• **TEXT PROVIDED**
......
Hey SKA (love the username btw, considered calling myself simply, "reggae" or "dub" [haha edit: DuB is already taken! I thought maybe dv.com thought my username was too short!]), I really like the info you've provided here. I myself have gotten into a habit of smoking multiple times a day, every day- sativas during the day and indicas to help me sleep.

With a conscious loss of dream recall, among other changes in my life, I've decided to try to moderate my weed usage a bit more, with hopes of attaining regular lucid dreams. I have a thread about what my idea is- will you check it out? 
http://www.dreamviews.com/community/...576#post897576

much thanks,
bless,
shalom salaam

----------


## Brainchild

> Welcome to the world of substance-dependant learning.



It sounds weird but the number of *genius* stoners I've met (in high school and college) tells me that it does work that way.

----------


## MillaS.

> Did you go to weed school or something? lol.



i'm an experienced botanist but most of all i'm a real encyclopedia in toxicology (no matter if it is about biochemistry, pharmacy, poisons, drugs, plants, you name it

----------


## shalomsalaam

> i'm an experienced botanist but most of all i'm a real encyclopedia in toxicology (no matter if it is about biochemistry, pharmacy, poisons, drugs, plants, you name it



Alright smarty-pants, do you know the half-life of cannabinoids, specifically in relation to how long they affect REM sleep?
......
• **DATA LISTING**
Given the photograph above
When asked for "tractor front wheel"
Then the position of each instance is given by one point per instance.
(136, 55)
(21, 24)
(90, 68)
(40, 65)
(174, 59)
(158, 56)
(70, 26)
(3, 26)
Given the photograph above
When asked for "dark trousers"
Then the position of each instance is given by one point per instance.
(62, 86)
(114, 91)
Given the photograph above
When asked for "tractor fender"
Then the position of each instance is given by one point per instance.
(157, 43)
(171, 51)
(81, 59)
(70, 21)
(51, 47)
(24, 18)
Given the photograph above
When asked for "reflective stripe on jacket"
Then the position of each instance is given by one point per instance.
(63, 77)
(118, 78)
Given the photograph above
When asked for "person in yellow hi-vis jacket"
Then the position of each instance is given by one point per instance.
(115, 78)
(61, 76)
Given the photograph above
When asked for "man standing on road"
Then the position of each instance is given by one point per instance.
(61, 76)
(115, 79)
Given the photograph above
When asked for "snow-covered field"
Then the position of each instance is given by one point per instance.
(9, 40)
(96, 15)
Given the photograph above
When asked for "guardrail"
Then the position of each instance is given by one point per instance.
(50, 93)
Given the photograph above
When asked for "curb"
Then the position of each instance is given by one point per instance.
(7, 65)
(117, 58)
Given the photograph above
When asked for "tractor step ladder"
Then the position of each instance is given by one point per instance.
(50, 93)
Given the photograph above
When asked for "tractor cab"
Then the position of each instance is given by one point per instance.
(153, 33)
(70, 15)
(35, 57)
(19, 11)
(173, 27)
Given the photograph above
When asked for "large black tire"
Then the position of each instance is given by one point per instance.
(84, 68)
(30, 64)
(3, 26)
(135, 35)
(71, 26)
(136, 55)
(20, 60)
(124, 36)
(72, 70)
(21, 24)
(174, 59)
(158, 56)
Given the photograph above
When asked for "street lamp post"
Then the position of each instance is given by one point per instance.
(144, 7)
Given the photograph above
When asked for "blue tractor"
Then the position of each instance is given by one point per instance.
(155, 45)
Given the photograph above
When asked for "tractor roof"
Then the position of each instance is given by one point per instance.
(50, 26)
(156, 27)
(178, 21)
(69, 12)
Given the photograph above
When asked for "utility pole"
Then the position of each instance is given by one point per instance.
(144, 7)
......
• **TASK INSTRUCTIONS**
• A. From the forum thread on weed and dreaming, transcribe the part starting with "With a conscious" and going on through "of substance-dependant learning.".
• B. In the forum thread on weed and dreaming, shorten the paragraph that begins "With a conscious loss of dream recall" while keeping its main points.
• C. Write the next part of the forum thread on weed and dreaming, picking up from the last post shown.

• **ANSWER LIST**
• A.
With a conscious loss of dream recall, among other changes in my life, I've decided to try to moderate my weed usage a bit more, with hopes of attaining regular lucid dreams. I have a thread about what my idea is- will you check it out? 
http://www.dreamviews.com/community/...576#post897576

much thanks,
bless,
shalom salaam

----------


## Brainchild

> Welcome to the world of substance-dependant learning.

• B. Having noticed I'm losing dream recall, along with other changes in my life, I've decided to cut back on weed somewhat in hopes of having regular lucid dreams. I've laid out my idea in a thread. Will you take a look?

• C.
If you look at my thread, one of the things I'm trying to do is determine how long I need to abstain from smoking to regain dream recall.
The day before last, I took my last toke at about 5pm, and remembered at least one dream when I attempted a WBTB. But yesterday I took my last toke at the same time, and didn't remember any dreams, though I kinda just "hit the alarm" and went back to bed at my WBTB time...  :smiley: 


Thanks for the help!

Peace, shalom salaam

----------


## TheMoon

In my personal experience smoking weed in moderation is the best thing you can do.

I normally smoke a few times a day only taking a hit or two at a time, just to get a mild buzz. It gets rid of the stress, i still feel good, and theres no negative side effects of not being able to remember what you just did a half hour ago  ::D: 

I do occasionally get really stoned. Specially when i get the good stuff, Purple Haze, hydro ect. I get really stoned on my days off from work on go play some video games, but for most of the week a little bit here and there.

Doesn't seem to effect my ability to lucid dream.

----------


## Brainchild

> In my personal experience smoking weed in moderation is the best thing you can do.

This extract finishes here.